▸ Texto de origem:
■ ■ ■ ■ ■ ■ ■

Foto : Greg Westfall/Flickr

Novo escândalo abala Igreja

Depois de ter varrido os Estados Unidos e a Irlanda, as revelações sobre os casos de pedofilia dentro da Igreja Católica e nas suas instituições multiplicam-se na Europa. As autoridades nacionais decidiram intervir enquanto que as respostas da hierarquia eclesiástica e do Vaticano nem sempre têm estado à altura dos acontecimentos.

Publicado em 10 Março 2010 às 15:31
Foto : Greg Westfall/Flickr

No meio dos escândalos de abusos sexuais dentro de instituições da Igreja Católica alemã, a ministra da Justiça, Sabine Leutheusser, já adiantou que vai reclamar indemnizações aos bispos. Mesmo que os casos tenham prescrito (na Alemanha, este crime tem 10 anos de prazo para ser levado a tribunal), as vítimas deverão receber “uma remuneração económica”. “É uma questão de justiça, apesar da injustiça sofrida não poder ser compensada”, afirmou Leutheusser, do Partido Liberal FDP. O Governo anunciou que vai organizar uma mesa redonda [a 23 de Abril próximo] para tratar dos casos e a Conferência Episcopal já disse que estará presente.

■ ■ ■ ■ ■ ■ ■

▸ Linhas apresentadas:
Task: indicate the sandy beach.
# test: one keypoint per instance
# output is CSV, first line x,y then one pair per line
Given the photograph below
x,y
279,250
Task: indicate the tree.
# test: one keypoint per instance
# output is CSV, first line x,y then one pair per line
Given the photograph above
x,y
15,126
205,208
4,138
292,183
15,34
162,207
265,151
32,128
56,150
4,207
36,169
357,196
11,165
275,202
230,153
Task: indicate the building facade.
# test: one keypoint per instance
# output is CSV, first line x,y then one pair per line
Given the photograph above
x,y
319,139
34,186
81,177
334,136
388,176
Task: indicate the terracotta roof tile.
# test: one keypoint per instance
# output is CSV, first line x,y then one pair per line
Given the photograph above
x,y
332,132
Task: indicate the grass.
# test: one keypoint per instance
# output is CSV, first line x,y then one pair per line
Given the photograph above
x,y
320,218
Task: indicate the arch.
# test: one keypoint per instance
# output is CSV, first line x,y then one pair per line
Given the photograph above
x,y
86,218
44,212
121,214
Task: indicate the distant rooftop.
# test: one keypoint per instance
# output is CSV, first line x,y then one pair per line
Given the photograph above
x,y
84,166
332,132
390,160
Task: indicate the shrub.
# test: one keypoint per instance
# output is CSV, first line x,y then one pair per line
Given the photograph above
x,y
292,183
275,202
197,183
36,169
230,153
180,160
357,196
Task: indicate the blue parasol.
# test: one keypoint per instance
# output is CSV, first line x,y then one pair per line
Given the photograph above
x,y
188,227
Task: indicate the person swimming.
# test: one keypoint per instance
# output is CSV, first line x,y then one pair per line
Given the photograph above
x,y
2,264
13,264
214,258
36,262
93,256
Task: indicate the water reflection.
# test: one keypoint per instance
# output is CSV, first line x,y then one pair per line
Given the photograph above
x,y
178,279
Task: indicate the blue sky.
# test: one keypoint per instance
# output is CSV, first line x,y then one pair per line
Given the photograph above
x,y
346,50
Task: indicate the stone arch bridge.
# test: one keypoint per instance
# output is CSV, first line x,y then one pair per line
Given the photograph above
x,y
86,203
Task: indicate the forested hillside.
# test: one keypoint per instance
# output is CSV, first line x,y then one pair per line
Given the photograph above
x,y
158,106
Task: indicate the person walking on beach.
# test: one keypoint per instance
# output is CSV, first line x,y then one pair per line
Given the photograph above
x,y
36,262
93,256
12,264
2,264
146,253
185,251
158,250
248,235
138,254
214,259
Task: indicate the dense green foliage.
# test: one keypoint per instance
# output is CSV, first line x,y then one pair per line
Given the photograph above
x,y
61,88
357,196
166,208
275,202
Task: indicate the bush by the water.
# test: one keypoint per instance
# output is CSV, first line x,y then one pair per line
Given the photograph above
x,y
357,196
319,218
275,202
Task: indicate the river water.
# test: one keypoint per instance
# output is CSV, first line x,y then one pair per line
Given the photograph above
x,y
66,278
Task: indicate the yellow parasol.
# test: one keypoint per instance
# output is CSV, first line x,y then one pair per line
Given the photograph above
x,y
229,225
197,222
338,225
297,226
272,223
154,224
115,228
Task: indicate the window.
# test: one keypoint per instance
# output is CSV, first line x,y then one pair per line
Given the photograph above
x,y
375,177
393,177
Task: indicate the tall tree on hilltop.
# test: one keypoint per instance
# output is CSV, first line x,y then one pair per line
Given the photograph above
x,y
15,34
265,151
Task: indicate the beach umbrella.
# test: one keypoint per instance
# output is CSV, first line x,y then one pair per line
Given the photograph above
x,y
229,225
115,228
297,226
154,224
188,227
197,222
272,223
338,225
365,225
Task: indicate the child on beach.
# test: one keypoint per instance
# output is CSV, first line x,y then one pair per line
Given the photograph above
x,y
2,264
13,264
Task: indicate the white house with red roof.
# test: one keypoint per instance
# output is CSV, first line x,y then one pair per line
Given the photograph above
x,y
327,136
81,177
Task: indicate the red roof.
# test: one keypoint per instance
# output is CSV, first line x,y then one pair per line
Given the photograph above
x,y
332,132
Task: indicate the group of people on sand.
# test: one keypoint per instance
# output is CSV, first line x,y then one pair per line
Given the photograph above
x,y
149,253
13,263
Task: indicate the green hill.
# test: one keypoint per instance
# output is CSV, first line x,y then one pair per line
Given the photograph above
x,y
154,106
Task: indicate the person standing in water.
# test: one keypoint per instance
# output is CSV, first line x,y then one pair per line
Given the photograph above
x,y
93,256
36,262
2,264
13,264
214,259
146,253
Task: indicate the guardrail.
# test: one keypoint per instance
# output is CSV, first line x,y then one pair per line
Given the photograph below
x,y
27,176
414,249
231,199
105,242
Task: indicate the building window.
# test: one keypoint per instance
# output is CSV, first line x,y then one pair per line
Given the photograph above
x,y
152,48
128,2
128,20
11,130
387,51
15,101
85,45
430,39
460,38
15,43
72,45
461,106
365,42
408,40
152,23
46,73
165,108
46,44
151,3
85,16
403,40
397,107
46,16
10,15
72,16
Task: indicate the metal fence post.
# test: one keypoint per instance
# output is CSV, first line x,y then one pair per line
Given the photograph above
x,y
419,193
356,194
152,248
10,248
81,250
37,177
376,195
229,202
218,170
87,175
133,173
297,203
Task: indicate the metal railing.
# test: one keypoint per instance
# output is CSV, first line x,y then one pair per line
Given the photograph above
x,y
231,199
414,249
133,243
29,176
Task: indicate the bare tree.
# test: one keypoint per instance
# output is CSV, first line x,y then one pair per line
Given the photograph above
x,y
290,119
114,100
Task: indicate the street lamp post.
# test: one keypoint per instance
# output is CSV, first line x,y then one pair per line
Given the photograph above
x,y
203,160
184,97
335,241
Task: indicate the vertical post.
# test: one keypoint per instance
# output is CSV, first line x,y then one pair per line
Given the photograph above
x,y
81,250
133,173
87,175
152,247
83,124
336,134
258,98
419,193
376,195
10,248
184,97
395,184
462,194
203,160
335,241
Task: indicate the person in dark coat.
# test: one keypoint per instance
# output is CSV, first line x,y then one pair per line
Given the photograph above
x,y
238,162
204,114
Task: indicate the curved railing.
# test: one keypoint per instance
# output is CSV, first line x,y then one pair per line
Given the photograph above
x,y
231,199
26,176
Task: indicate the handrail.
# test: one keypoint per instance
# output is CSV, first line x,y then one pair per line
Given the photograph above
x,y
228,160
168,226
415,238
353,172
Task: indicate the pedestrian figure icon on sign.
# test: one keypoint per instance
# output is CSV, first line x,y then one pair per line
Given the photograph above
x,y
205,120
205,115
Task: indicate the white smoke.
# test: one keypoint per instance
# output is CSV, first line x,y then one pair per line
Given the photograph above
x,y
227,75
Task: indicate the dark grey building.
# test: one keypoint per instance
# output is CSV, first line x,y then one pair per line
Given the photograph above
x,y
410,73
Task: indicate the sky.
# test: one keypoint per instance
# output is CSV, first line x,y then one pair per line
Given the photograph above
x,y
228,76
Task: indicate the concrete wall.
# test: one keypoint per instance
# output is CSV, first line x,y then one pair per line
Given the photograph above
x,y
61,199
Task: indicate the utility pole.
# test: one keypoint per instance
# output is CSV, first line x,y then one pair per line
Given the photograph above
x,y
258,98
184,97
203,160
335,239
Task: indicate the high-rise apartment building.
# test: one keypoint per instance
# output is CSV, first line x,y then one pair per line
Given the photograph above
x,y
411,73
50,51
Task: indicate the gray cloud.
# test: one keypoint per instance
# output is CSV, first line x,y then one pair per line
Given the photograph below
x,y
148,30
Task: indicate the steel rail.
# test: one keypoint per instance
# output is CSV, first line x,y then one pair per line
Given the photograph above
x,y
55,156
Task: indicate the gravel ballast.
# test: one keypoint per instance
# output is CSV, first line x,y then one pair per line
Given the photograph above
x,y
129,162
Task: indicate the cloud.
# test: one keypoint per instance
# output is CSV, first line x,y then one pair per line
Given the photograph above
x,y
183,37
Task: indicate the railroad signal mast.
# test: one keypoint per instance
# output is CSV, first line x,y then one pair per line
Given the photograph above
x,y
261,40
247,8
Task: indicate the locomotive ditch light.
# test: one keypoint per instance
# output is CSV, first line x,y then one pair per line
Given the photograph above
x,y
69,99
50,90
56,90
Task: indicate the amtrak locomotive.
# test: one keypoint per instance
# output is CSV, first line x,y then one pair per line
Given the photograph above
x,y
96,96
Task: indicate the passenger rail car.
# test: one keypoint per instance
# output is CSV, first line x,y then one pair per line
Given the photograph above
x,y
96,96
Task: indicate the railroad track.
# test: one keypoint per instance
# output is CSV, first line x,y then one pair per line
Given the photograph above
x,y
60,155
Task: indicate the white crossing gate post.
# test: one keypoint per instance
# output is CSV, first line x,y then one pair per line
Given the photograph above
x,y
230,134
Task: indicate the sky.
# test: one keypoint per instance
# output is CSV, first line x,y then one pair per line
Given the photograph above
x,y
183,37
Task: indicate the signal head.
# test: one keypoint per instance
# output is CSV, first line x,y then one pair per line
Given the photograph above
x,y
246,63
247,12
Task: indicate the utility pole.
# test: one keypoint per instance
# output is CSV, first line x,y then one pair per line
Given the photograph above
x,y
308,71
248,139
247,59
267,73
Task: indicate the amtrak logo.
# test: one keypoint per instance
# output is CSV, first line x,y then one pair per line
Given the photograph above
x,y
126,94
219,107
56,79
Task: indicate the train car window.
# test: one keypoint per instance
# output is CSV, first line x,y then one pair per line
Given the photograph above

■ ■ ■ ■ ■ ■ ■

▸ Requisitos da tarefa: Com base no texto de origem sobre os abusos na Igreja Católica, explique por que motivo, segundo a ministra Sabine Leutheusser, as vítimas devem receber uma remuneração económica mesmo quando os casos já prescreveram.

▸ Exercício resolvido: Para a ministra Sabine Leutheusser, trata-se de uma questão de justiça. Por isso, as vítimas devem receber uma remuneração económica mesmo que os casos tenham prescrito, apesar de a injustiça sofrida não poder ser compensada.